提取文本 -
--------
第三次月赛题解

1000

每天只要复习收益最大的那门课即可

#include <stdio.h>
#include <string.h>
#include <stdlib.h>
#include <algorithm>
#include <iostream>
#include <queue>
#include <stack>
#include <vector>
#include <map>
#include <set>
#include <string>
#include <math.h>
using namespace std;
#pragma warning(disable:4996)
typedef long long LL;                   
const int INF = 1<<30;
/*
*/
const int N = 100 + 10;
int dp[N][N];
int a[N][N];
char in[] = "D:\3\1004\0.in";
char out[] = "D:\3\1004\0.out";
char str[] = "0123456789";
int main()
{
    //for (int z = 0; z <= 9; ++z)
    {
        //in[10] = str[z];
        //out[10] = str[z];
        //freopen(in, "r", stdin);
        //freopen(out, "w", stdout);
        int n, m;
        while (scanf("%d%d", &n, &m) != EOF)
        {
            for (int i = 1; i <= n; ++i)
            {
                for (int j = 1; j <= m; ++j)
                    scanf("%1d", &a[i][j]);
            }

            int ans = 0;
            for (int i = 1; i <= n; ++i)
            {
                sort(a[i] + 1, a[i] + n + 1);
                ans += a[i][n];
            }
            printf("%d
", ans);
        }
    }
    return 0;
}

1001

个位数的位数是1，十位的是2， 所以只要算出个位数的个数*1，加上十位数的个数*2，加....

#include <stdio.h>
#include <string.h>
#include <stdlib.h>
#include <algorithm>
#include <iostream>
#include <queue>
#include <stack>
#include <vector>
#include <map>
#include <set>
#include <string>
#include <math.h>
using namespace std;
#pragma warning(disable:4996)
typedef __int64 LL;
const int INF = 1 << 30;
/*

*/
char in[] = "D:\3\1000\0.in";
char out[] = "D:\3\1000\0.out";
char str[] = "0123456789";
int main()
--------
轮廓标注材料
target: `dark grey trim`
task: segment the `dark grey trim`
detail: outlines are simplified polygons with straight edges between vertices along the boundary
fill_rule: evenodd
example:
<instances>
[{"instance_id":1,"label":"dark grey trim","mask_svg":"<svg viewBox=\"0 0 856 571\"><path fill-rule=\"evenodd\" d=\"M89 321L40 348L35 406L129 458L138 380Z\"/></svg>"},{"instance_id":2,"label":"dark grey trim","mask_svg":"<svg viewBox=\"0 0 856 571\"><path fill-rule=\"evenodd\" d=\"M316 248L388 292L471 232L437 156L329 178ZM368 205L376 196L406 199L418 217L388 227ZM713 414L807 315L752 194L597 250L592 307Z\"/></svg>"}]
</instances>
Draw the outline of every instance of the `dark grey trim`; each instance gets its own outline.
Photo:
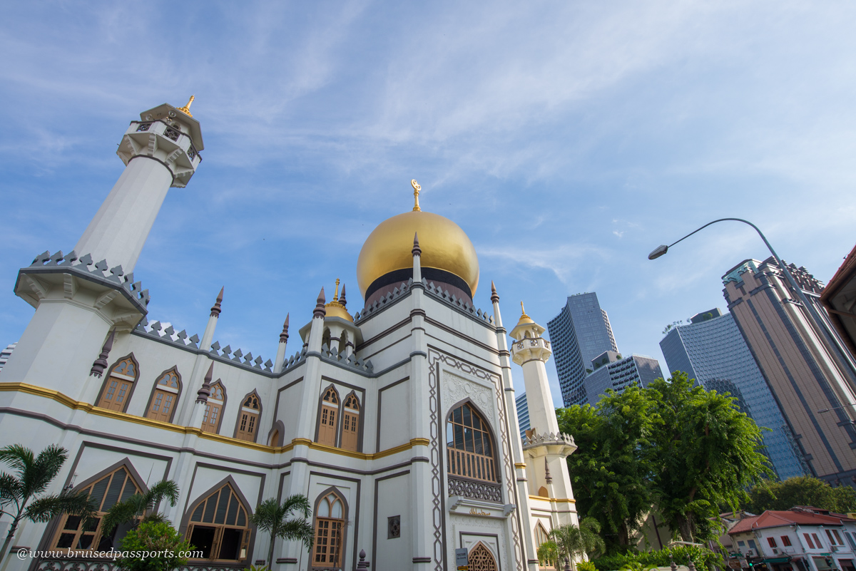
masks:
<instances>
[{"instance_id":1,"label":"dark grey trim","mask_svg":"<svg viewBox=\"0 0 856 571\"><path fill-rule=\"evenodd\" d=\"M403 383L404 381L409 380L410 380L409 376L404 377L403 379L400 379L399 380L396 380L396 381L395 381L393 383L389 383L386 386L382 386L377 391L377 430L375 433L375 436L376 436L376 439L375 439L375 440L376 440L375 441L375 452L379 452L380 451L380 415L383 411L383 408L381 406L382 399L383 397L383 391L386 391L387 389L391 389L395 385L398 385L400 383Z\"/></svg>"},{"instance_id":2,"label":"dark grey trim","mask_svg":"<svg viewBox=\"0 0 856 571\"><path fill-rule=\"evenodd\" d=\"M178 377L178 392L175 394L175 404L173 405L172 412L169 414L169 422L172 423L173 419L175 418L175 411L178 409L178 403L181 398L181 393L184 392L184 383L181 382L181 374L178 372L178 365L173 365L169 368L161 371L160 374L155 377L155 384L152 386L152 392L149 393L149 401L146 404L146 412L143 413L143 415L146 418L151 418L149 416L149 411L152 408L152 402L155 397L155 391L158 390L158 381L169 371L175 371L175 376Z\"/></svg>"},{"instance_id":3,"label":"dark grey trim","mask_svg":"<svg viewBox=\"0 0 856 571\"><path fill-rule=\"evenodd\" d=\"M380 487L380 482L383 480L398 478L399 476L403 476L405 474L409 475L410 470L403 470L401 472L396 472L395 474L390 474L382 478L375 479L374 512L372 515L372 521L374 521L374 525L372 526L372 556L376 560L377 558L377 490ZM428 561L431 561L431 559L429 558ZM377 565L377 562L375 564Z\"/></svg>"},{"instance_id":4,"label":"dark grey trim","mask_svg":"<svg viewBox=\"0 0 856 571\"><path fill-rule=\"evenodd\" d=\"M113 372L113 368L118 365L120 362L125 359L130 357L131 361L134 362L134 366L136 368L136 374L134 376L134 381L131 383L131 390L128 391L128 396L125 397L125 405L122 408L122 412L126 412L128 410L128 405L131 403L131 397L134 396L134 391L137 389L137 383L140 382L140 362L137 361L137 357L134 356L134 351L131 351L123 357L119 357L116 359L112 365L110 365L104 374L104 382L101 383L101 390L98 391L98 396L95 399L95 406L98 406L98 403L101 402L101 397L104 396L104 391L107 390L107 381L110 380L110 375ZM175 401L175 404L178 404L178 401ZM101 408L101 407L98 407Z\"/></svg>"},{"instance_id":5,"label":"dark grey trim","mask_svg":"<svg viewBox=\"0 0 856 571\"><path fill-rule=\"evenodd\" d=\"M238 428L241 427L241 413L244 410L244 401L246 401L250 395L255 395L256 398L259 399L259 418L256 419L256 433L253 436L252 440L252 442L256 442L259 439L259 433L261 432L259 428L261 428L262 426L262 412L265 410L265 405L262 404L262 397L259 396L259 391L256 391L256 389L253 389L244 395L238 403L238 415L235 419L235 432L232 433L232 438L238 438ZM247 441L245 440L245 442Z\"/></svg>"}]
</instances>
--------
任务要求 -
按照这份月赛题解中对1000题的说明，每天只需复习哪门课？

本题解答 -
每天只需复习收益最大的那门课。